▸ **Extracted material**
* * * * * * *

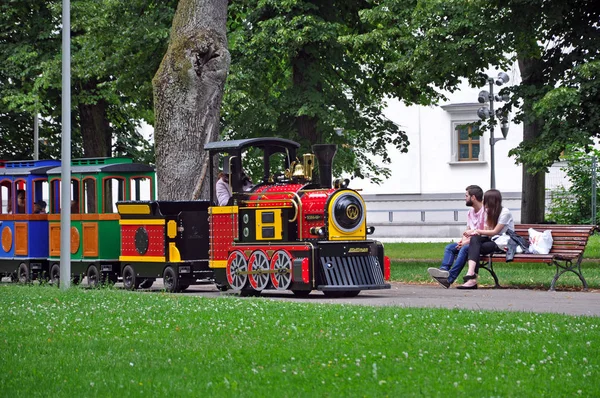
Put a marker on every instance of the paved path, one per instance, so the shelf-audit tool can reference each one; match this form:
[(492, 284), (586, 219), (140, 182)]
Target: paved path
[(409, 295)]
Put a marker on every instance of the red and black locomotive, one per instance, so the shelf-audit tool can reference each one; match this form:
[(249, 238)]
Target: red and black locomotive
[(290, 231)]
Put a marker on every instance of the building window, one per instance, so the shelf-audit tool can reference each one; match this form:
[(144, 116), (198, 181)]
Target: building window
[(465, 141), (468, 142)]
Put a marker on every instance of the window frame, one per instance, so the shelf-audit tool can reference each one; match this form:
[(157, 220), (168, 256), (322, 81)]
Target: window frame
[(461, 114)]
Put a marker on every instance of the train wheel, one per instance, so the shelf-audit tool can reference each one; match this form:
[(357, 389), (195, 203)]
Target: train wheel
[(182, 288), (93, 276), (258, 262), (55, 274), (130, 281), (170, 281), (237, 271), (281, 263), (24, 275), (147, 283)]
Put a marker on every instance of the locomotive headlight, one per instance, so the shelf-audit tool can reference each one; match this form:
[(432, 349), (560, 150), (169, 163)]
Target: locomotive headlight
[(347, 212)]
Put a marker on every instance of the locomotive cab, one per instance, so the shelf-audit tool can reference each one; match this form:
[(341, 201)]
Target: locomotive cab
[(289, 232)]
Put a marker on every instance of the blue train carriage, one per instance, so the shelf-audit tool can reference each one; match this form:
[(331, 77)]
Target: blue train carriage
[(164, 239), (23, 222), (97, 184), (290, 231)]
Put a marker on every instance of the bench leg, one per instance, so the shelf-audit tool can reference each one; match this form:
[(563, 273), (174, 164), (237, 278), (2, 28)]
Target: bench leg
[(489, 267), (568, 266)]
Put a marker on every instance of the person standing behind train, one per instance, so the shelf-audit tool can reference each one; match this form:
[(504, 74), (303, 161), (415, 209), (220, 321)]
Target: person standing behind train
[(498, 220), (455, 254), (222, 189)]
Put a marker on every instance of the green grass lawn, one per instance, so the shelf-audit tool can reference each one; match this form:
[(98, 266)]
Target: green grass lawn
[(411, 260), (116, 343)]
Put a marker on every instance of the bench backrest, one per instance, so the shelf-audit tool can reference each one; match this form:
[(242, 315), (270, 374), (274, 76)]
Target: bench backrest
[(567, 239)]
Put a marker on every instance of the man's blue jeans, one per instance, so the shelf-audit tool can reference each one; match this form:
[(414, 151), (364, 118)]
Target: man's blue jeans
[(454, 260)]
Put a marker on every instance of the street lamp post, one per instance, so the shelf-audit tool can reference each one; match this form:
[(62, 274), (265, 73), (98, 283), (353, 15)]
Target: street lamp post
[(485, 113)]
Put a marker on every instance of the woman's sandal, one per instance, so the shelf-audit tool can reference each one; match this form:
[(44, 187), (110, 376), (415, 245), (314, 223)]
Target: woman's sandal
[(467, 278)]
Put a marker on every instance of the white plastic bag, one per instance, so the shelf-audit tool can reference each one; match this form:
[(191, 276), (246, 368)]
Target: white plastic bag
[(540, 242), (501, 241)]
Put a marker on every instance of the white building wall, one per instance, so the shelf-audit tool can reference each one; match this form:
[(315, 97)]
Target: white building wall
[(428, 167)]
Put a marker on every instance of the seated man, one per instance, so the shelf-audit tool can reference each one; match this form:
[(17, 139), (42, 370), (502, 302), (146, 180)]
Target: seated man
[(455, 254)]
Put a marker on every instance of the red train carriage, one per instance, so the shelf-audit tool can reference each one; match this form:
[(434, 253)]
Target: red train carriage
[(161, 239)]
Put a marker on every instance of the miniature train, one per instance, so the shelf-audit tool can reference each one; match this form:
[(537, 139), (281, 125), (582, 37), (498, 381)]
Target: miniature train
[(287, 232)]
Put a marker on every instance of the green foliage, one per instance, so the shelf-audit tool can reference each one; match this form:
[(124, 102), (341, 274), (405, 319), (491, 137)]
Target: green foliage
[(573, 204), (439, 42), (297, 73), (116, 48)]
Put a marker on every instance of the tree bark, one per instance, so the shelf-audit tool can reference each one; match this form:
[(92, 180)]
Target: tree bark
[(188, 89), (95, 130), (533, 194)]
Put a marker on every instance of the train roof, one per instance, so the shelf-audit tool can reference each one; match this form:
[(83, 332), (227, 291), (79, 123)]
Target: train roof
[(104, 165), (238, 145), (27, 167)]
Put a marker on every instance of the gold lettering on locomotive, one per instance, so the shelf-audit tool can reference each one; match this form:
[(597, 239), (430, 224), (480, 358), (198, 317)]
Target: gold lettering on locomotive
[(352, 212), (314, 217)]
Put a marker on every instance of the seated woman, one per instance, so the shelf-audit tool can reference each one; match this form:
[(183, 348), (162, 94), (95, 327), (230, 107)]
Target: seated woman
[(499, 220)]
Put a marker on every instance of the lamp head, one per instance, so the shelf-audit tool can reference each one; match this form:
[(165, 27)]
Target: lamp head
[(483, 97), (483, 113), (504, 127), (502, 78)]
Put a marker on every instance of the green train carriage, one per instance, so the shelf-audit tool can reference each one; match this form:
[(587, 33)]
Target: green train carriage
[(97, 184)]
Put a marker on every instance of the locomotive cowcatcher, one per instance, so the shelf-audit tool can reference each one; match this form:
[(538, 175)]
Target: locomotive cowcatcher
[(290, 231)]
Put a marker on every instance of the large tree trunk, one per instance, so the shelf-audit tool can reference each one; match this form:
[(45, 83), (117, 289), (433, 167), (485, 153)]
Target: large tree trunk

* * * * * * *

▸ **What is expected**
Rewrite all of the data above, changing every occurrence of "shelf-audit tool" to "labeling tool" and leaving everything else as it is. Omit the pictures from your answer.

▸ **Reply to the task**
Put a marker on every instance of the paved path, one per instance, so the labeling tool can reference each one; match this form:
[(492, 284), (586, 219), (140, 182)]
Target: paved path
[(409, 295)]
Put a marker on every instance of the red and black locomotive, one per instance, so the labeling tool can reference each one; match this form:
[(249, 238)]
Target: red and black locomotive
[(290, 231)]
Put a marker on every instance of the building window, one per instance, so the labeling tool can reference each one; match this form:
[(144, 116), (198, 181)]
Target: building window
[(465, 141), (468, 142)]
Put a marker on every instance of the window frame, one per instance, so the labeling tool can reference each one; match this form:
[(157, 220), (168, 256), (322, 81)]
Target: window frame
[(461, 114)]
Put a marker on every instance of the train wheel, one per instance, so the labeling tool can reference each one; match this form:
[(357, 389), (195, 203)]
Target: train wheel
[(182, 288), (93, 276), (258, 262), (55, 274), (130, 281), (170, 281), (237, 271), (281, 263), (24, 275), (147, 283)]
Put a marker on every instance of the locomotive headlight, one per instance, so the labeling tool can reference each one; match this form:
[(432, 349), (560, 150), (169, 163)]
Target: locomotive headlight
[(347, 212)]
Put a marker on every instance of the locomotive cab, one per instance, so the labeling tool can reference each one; match this form:
[(341, 201)]
Target: locomotive cab
[(289, 232)]
Put a marker on every instance of the blue train carriage, one per instance, so the labeling tool can reference each one; match this form:
[(331, 77)]
Target: blue train carriage
[(164, 239), (23, 222), (97, 184), (290, 231)]
Put a marker on every instance of the bench leg, one per instance, so the labeling tool can reference each one; match this form:
[(563, 273), (174, 164), (237, 278), (2, 28)]
Target: bench leg
[(489, 267), (568, 266)]
Put a marker on every instance of the person standing behind train, one per instance, so the labeling tool can reference each one; match this form:
[(504, 74), (303, 161), (415, 209), (220, 321)]
Target: person standing behind train
[(498, 220), (455, 254), (222, 189)]
Put a marker on every instance of the green grass lawn, one per instance, so the labeling tool can reference each one; match this form:
[(98, 266)]
Target: green grass lawn
[(411, 260), (116, 343)]
Put a marker on every instance of the bench backrest, one per instance, so the labeling tool can reference each one; match this form:
[(242, 315), (270, 374), (274, 76)]
Target: bench backrest
[(567, 239)]
Put a marker on every instance of the man's blue jeans, one per instance, so the labeling tool can reference each one; match this form:
[(414, 151), (364, 118)]
Target: man's blue jeans
[(454, 260)]
Put a marker on every instance of the street lamp post, one per instance, so the labeling tool can reference each one; match this form:
[(62, 274), (265, 73), (98, 283), (353, 15)]
Target: street lamp post
[(485, 113)]
Put a marker on every instance of the woman's sandal, one per instance, so the labeling tool can reference each one; match this form:
[(44, 187), (110, 376), (415, 245), (314, 223)]
Target: woman's sandal
[(467, 278)]
Put a marker on every instance of the white plastic bag, one per instance, so the labeling tool can reference each one; match this form:
[(191, 276), (246, 368)]
Target: white plastic bag
[(540, 242), (501, 241)]
Put a marker on every instance of the white building wall, one per instance, so the labeling tool can reference each one; match this form:
[(315, 97)]
Target: white building wall
[(428, 167)]
Put a marker on every instance of the seated man, one per instance, so the labeling tool can reference each one; match this form:
[(17, 139), (42, 370), (502, 302), (146, 180)]
Target: seated man
[(455, 254)]
Put a marker on every instance of the red train carriage, one per instance, so the labeling tool can reference each one; match this form:
[(434, 253)]
Target: red train carriage
[(161, 239)]
Put a marker on every instance of the miniature train, one per instance, so the labeling tool can reference each one; match this form:
[(537, 139), (281, 125), (582, 37), (498, 381)]
Target: miniature train
[(287, 232)]
Put a marker on every instance of the green foliage, one per instance, so the labeling tool can reference each one; match this form:
[(124, 102), (341, 274), (405, 319), (491, 137)]
Target: green foliage
[(573, 204), (439, 42), (297, 73), (116, 48)]
Put a marker on every instance of the tree bark, one per instance, so the labeling tool can reference each one; match this form:
[(92, 180)]
Target: tree bark
[(188, 89), (95, 130), (533, 194)]
Put a marker on every instance of the train roof, one per instance, so the labeling tool can reference each one; match this form:
[(83, 332), (227, 291), (79, 123)]
Target: train roof
[(104, 165), (238, 145), (27, 167)]
Put a marker on every instance of the gold lettering on locomotive, one per instance, so the labeling tool can reference each one; match this form:
[(597, 239), (430, 224), (480, 358), (198, 317)]
Target: gold lettering on locomotive
[(352, 212), (314, 217)]
Put a marker on every instance of the seated woman, one per instance, so the labeling tool can reference each one; match this form:
[(183, 348), (162, 94), (95, 327), (230, 107)]
Target: seated woman
[(499, 220)]
Put a marker on every instance of the lamp head, one per instance, so the labeling tool can reference each one; match this form:
[(165, 27)]
Target: lamp head
[(483, 97), (483, 113), (504, 127), (502, 78)]
Put a marker on every instance of the green train carriage, one per instance, so the labeling tool can reference each one; match this form:
[(587, 33)]
Target: green train carriage
[(97, 184)]
Put a marker on every instance of the locomotive cowcatcher, one per instance, so the labeling tool can reference each one; match this form:
[(538, 175)]
Target: locomotive cowcatcher
[(290, 231)]
Put a marker on every instance of the large tree trunk, one per instance, so the labeling tool can reference each one; match this form:
[(45, 83), (117, 289), (433, 167), (485, 153)]
Target: large tree trunk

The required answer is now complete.